▸ **PASSAGE FOR REVIEW**:
Village in Somerset, England

Alford is a village and parish on the River Alham, in Somerset, England, situated 8 mi south of Shepton Mallet and two miles west of Castle Cary. The village has a population of 63.

==History==

The parish was part of the hundred of Catsash.

William Rosewell purchased the manor from Sir James FitzJames c. 1563 and it was inherited by subsequent generations: William Rosewell of Forde Abbey (1563–1593); and Sir Henry Rosewell (1593–1656). In 1634 Henry and his wife Mary (Drake) conveyed the manor to Simon Court, who before 1639 sold it to Sir Robert Gorges of Redlynch.

Alford House was built in the late 18th century, but remodelled by F. C. Penrose in 1877.

A chalybeate spring was at Alford Well Farm. It was visited by Celia Fiennes in 1698; she remarked that "it's a quick purger". It was reported as "disused" in 1848 and as "now neglected" in 1870.

==Governance==

The parish council has responsibility for local issues, including setting an annual precept (local rate) to cover the council's operating costs and producing annual accounts for public scrutiny. The parish council evaluates local planning applications and works with the local police, district council officers, and neighbourhood watch groups on matters of crime, security, and traffic. The parish council's role also includes initiating projects for the maintenance and repair of parish facilities, as well as consulting with the district council on the maintenance, repair, and improvement of highways, drainage, footpaths, public transport, and street cleaning. Conservation matters (including trees and listed buildings) and environmental issues are also the responsibility of the council.

For local government purposes, since 1 April 2023, the village comes under the unitary authority of Somerset Council. Prior to this, it was part of the non-metropolitan district of South Somerset, which was formed on 1 April 1974 under the Local Government Act 1972, having previously been part of Wincanton Rural District.

It is also part of the Glastonbury and Somerton county constituency represented in the House of Commons of the Parliament of the United Kingdom. It elects one Member of Parliament (MP) by the first past the post system of election, and was part of the South West England constituency of the European Parliament prior to Britain leaving the European Union in January 2020, which elected seven MEPs using the d'Hondt method of party-list proportional representation.

==Transport==
Alford Halt on the Great Western Railway's Langport and Castle Cary Railway was opened on 21 July 1905, three weeks after the line was opened as far as Charlton Mackrell, to serve the village of Alford. A siding was opened for military goods traffic on 15 September 1940. The halt closed on 10 September 1962.

The packhorse bridge over the River Alham, close to its junction with the River Brue, has a span of approximately 45 ft and is medieval in origin.

==Church==
The Church of All Saints dates from the 15th century, with minor 19th-century restoration. The tower contains a bell dating from 1753 and made by Thomas Bilbie of the Bilbie family. It has been designated by English Heritage as a Grade I listed building.

▸ **RECORDS SHOWN**:
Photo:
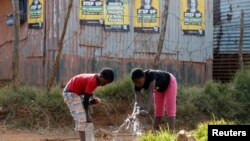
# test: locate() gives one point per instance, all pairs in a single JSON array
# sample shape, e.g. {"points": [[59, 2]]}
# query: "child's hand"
{"points": [[95, 101], [143, 113], [88, 118]]}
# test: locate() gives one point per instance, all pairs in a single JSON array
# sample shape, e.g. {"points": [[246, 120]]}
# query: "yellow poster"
{"points": [[193, 17], [147, 16], [35, 13], [116, 15], [91, 12]]}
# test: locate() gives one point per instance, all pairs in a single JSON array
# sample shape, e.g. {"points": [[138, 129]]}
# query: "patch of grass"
{"points": [[242, 91], [31, 108], [161, 136], [201, 133]]}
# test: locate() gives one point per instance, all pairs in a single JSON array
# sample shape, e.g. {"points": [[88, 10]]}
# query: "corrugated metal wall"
{"points": [[227, 15], [89, 48]]}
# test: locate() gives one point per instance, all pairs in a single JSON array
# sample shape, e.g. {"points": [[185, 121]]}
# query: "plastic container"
{"points": [[89, 132]]}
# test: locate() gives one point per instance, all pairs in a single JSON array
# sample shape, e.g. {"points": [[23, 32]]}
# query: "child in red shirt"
{"points": [[78, 95]]}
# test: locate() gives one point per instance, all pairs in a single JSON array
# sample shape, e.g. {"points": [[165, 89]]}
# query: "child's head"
{"points": [[138, 77], [106, 76]]}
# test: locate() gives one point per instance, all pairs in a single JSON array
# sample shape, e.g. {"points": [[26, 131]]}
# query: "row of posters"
{"points": [[146, 16], [146, 19]]}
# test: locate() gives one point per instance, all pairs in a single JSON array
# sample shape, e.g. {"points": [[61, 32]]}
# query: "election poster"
{"points": [[91, 12], [35, 14], [116, 15], [193, 17], [147, 16]]}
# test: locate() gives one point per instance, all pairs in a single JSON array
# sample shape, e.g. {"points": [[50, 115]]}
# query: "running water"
{"points": [[131, 124]]}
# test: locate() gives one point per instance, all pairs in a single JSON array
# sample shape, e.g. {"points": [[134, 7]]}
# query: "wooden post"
{"points": [[60, 47], [15, 57], [241, 40], [162, 36]]}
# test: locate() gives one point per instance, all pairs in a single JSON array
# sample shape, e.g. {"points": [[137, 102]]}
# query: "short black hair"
{"points": [[108, 74], [137, 73]]}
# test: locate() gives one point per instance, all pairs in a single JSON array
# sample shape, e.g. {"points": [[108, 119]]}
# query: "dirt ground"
{"points": [[104, 125], [45, 135]]}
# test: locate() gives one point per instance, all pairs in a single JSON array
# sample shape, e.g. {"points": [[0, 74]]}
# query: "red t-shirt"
{"points": [[82, 83]]}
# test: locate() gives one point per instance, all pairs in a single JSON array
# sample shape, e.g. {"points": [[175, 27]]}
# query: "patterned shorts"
{"points": [[76, 108]]}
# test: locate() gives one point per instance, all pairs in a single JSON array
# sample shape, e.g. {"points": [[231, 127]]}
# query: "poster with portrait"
{"points": [[35, 14], [91, 12], [193, 17], [116, 15], [147, 16]]}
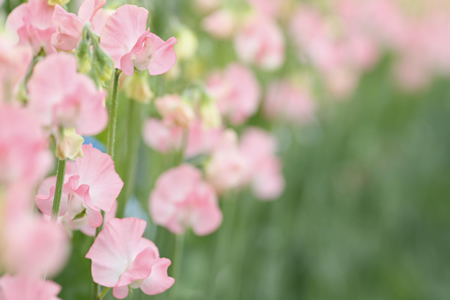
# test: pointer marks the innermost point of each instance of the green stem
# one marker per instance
(110, 148)
(113, 115)
(177, 262)
(60, 172)
(103, 294)
(133, 132)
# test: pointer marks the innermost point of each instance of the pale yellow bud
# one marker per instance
(69, 145)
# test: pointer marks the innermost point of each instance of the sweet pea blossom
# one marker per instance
(25, 287)
(91, 184)
(123, 259)
(258, 147)
(261, 42)
(33, 24)
(161, 136)
(236, 91)
(130, 46)
(70, 26)
(289, 101)
(182, 199)
(62, 97)
(227, 168)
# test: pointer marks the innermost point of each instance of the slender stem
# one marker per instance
(60, 172)
(113, 115)
(177, 262)
(103, 294)
(110, 148)
(133, 131)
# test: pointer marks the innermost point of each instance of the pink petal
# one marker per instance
(26, 287)
(114, 248)
(69, 28)
(164, 57)
(158, 281)
(96, 169)
(140, 269)
(122, 30)
(89, 9)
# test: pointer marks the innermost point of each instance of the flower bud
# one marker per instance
(69, 145)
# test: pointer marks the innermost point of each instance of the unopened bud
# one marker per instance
(69, 145)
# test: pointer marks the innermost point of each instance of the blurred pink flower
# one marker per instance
(32, 245)
(32, 22)
(201, 140)
(291, 102)
(236, 91)
(261, 42)
(227, 168)
(91, 185)
(24, 154)
(220, 24)
(62, 97)
(125, 39)
(123, 259)
(162, 137)
(14, 63)
(175, 111)
(70, 26)
(25, 287)
(182, 199)
(259, 147)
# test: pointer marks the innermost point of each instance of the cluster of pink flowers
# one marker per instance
(45, 96)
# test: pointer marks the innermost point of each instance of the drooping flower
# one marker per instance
(33, 24)
(25, 287)
(236, 92)
(227, 168)
(261, 42)
(131, 46)
(91, 184)
(161, 136)
(62, 97)
(258, 147)
(70, 26)
(123, 259)
(181, 199)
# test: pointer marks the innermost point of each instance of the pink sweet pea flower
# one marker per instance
(288, 101)
(91, 186)
(24, 155)
(162, 137)
(227, 169)
(123, 259)
(25, 287)
(220, 24)
(70, 26)
(259, 147)
(125, 39)
(62, 97)
(236, 91)
(182, 199)
(261, 42)
(33, 23)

▸ **TASK**:
Answer the following questions using the article on Alford.
1. Who remodeled Alford House, and in what year?
2. On what date did Alford Halt close?
3. Who made the bell from 1753 in the tower of the Church of All Saints?

▸ **REPLY**:
1. F. C. Penrose, in 1877.
2. 10 September 1962.
3. Thomas Bilbie.